He stressed that the technology which is more beneficial to women farmers would enable farmers to produce vegetables in commercial quantities to ensure vegetable security and augment their incomes and improve their livelihoods.

Dr. Colrnelius announced that two farmers including  a representative from the Ministry of Food and Agriculture (MoFA), would be given practical training at the University of Ghana  who would in turn replicate the skills acquired to their colleague farmers while the implementing team would be paying periodic visits to the communities to ensure that the right thing was  done.

An extension officer from the Bolgatanga municipal office of MoFA, Mr. Augustine Zoogah, lauded the initiative and said the knowledge that his outfit would gain from the training would be put into good use especially at the various operational zones to increase vegetable production in the region.

TASKS TO PERFORM:
[1] Please copy out the records word for word, from the line containing "Exercise. Mark the tick leg" through the last line of the records.
[2] Continue the passage about the vegetable farming training from the point where it stops.

SUPPLIED DATA:
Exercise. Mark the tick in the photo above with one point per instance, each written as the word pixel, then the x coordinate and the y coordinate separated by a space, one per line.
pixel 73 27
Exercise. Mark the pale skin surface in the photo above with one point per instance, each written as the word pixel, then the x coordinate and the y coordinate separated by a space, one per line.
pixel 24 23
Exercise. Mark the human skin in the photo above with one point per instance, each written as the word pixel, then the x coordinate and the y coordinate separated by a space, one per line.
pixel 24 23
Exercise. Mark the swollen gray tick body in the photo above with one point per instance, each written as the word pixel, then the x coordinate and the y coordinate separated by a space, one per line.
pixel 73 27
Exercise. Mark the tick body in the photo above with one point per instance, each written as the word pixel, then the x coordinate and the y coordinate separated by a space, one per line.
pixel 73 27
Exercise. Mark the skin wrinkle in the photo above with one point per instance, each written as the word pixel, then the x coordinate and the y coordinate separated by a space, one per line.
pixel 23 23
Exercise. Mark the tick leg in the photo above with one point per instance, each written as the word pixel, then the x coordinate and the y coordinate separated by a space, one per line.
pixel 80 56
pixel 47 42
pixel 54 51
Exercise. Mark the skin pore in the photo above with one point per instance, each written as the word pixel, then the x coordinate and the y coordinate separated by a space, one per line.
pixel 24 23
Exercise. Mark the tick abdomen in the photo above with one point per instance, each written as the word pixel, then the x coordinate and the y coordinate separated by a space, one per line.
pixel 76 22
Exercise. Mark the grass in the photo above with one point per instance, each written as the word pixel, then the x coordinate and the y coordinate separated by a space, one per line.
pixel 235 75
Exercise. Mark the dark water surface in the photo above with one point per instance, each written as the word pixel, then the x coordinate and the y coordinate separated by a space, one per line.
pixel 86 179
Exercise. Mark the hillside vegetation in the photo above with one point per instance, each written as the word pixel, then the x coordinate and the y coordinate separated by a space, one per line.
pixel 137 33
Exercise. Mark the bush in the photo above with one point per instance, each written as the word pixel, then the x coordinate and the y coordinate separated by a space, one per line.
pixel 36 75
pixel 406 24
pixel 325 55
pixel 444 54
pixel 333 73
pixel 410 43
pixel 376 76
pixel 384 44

RESULTS OF THE EXERCISE:
[1]
Exercise. Mark the tick leg in the photo above with one point per instance, each written as the word pixel, then the x coordinate and the y coordinate separated by a space, one per line.
pixel 80 56
pixel 47 42
pixel 54 51
Exercise. Mark the skin pore in the photo above with one point per instance, each written as the word pixel, then the x coordinate and the y coordinate separated by a space, one per line.
pixel 24 23
Exercise. Mark the tick abdomen in the photo above with one point per instance, each written as the word pixel, then the x coordinate and the y coordinate separated by a space, one per line.
pixel 76 22
Exercise. Mark the grass in the photo above with one point per instance, each written as the word pixel, then the x coordinate and the y coordinate separated by a space, one per line.
pixel 235 75
Exercise. Mark the dark water surface in the photo above with one point per instance, each written as the word pixel, then the x coordinate and the y coordinate separated by a space, one per line.
pixel 86 179
Exercise. Mark the hillside vegetation in the photo above with one point per instance, each written as the word pixel, then the x coordinate and the y coordinate separated by a space, one per line.
pixel 137 33
Exercise. Mark the bush in the photo above with one point per instance, each written as the word pixel, then the x coordinate and the y coordinate separated by a space, one per line.
pixel 36 75
pixel 406 24
pixel 325 55
pixel 444 54
pixel 333 73
pixel 410 43
pixel 376 76
pixel 384 44

[2]
He pledged his outfit’s commitment to supporting the project to succeed and added that the successes of these farmer groups would be used as reference points to sensitise other communities to adopt and use the method to increase productivity.

The Coordinator of the Nyariga-Doone Women Association,  Reverend John Akaribo, thanked the implementing team and the sponsors for selecting the farming  groups to benefit from the support  and emphasised that  the initiative was a big relief to the women in particular since its practice did  not require acquisition of land which has been a major challenge for women smallholder farmers.